§ What the task requires
Whenever the word "jersey" appears in a line of the listing, copy that line.
START Dataset records
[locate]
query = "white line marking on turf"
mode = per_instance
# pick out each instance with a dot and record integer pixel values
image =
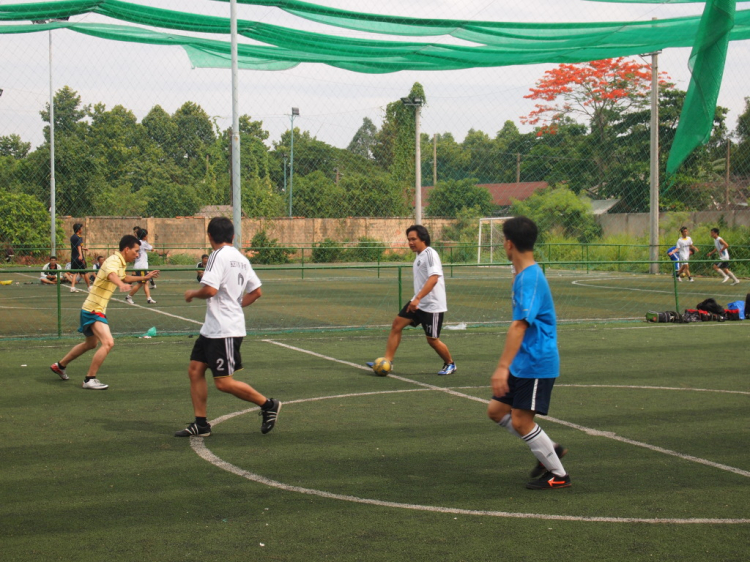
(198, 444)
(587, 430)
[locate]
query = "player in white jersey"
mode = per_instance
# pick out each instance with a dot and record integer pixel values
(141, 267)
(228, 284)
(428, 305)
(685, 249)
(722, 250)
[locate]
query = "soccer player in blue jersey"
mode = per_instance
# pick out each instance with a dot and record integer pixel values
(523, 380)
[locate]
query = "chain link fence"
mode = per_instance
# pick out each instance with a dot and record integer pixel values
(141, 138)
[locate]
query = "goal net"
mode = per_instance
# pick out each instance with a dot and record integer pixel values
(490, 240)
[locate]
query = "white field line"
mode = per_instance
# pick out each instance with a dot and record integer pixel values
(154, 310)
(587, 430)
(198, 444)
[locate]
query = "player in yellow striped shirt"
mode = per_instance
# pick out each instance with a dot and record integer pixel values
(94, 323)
END Dataset records
§ Response to this task
query = "player in white jersey"
query = "soccer player in blue jersey"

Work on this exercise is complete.